**What you will do**:
Copy out exactly the lines from the start of the data to the line containing "Target: white t-shirt". Include both.

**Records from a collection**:
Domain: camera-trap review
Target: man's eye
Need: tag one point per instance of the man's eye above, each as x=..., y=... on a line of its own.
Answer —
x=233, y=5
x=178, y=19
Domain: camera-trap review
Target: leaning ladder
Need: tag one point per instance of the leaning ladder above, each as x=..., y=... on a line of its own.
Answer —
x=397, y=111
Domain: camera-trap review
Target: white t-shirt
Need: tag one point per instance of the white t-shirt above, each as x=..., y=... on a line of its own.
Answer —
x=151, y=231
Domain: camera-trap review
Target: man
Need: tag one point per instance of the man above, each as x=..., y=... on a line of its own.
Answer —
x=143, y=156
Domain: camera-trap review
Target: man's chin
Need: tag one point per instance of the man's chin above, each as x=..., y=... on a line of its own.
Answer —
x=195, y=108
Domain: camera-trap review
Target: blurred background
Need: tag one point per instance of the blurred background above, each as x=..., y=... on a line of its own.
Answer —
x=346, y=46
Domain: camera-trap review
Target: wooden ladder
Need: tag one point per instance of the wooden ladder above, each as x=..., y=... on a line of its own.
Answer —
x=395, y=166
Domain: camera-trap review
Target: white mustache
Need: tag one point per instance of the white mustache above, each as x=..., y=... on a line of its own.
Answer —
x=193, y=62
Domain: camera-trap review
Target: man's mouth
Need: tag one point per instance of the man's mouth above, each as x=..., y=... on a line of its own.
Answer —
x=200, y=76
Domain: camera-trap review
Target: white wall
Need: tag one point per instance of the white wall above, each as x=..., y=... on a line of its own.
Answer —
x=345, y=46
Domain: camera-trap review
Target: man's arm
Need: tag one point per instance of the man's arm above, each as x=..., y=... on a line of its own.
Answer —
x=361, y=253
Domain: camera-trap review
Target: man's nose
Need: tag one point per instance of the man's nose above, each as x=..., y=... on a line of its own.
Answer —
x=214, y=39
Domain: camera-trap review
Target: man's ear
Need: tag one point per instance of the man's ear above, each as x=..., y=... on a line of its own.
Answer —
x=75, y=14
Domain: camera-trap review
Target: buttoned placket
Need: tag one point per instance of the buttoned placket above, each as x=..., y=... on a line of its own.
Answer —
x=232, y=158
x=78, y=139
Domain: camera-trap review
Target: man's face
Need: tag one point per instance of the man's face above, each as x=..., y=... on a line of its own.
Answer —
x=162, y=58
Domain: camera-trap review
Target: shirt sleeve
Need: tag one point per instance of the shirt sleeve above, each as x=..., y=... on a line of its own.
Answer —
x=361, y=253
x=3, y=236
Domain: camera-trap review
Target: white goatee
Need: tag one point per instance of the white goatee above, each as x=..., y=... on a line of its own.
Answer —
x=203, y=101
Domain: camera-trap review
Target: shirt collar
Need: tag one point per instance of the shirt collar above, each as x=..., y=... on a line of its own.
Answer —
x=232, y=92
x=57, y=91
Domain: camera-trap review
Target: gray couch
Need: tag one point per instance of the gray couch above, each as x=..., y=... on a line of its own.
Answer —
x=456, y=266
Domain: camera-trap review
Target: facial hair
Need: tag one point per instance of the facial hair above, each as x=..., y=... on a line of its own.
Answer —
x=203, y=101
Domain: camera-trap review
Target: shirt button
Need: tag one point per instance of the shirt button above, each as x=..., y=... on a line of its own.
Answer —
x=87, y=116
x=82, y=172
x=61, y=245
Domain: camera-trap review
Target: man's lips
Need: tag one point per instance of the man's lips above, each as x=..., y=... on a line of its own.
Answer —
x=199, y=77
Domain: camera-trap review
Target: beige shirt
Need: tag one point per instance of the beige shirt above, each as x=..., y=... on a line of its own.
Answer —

**Response box**:
Domain: camera-trap review
Target: man's eye
Need: tag one point per instance of the man's eye above, each as x=..., y=... on a line of its own.
Answer —
x=233, y=5
x=178, y=19
Domain: camera-trap review
Target: leaning ladder
Need: tag one point per instance of the leaning ladder above, each as x=..., y=... on a line of its own.
Answer —
x=397, y=111
Domain: camera-trap review
Target: white t-shirt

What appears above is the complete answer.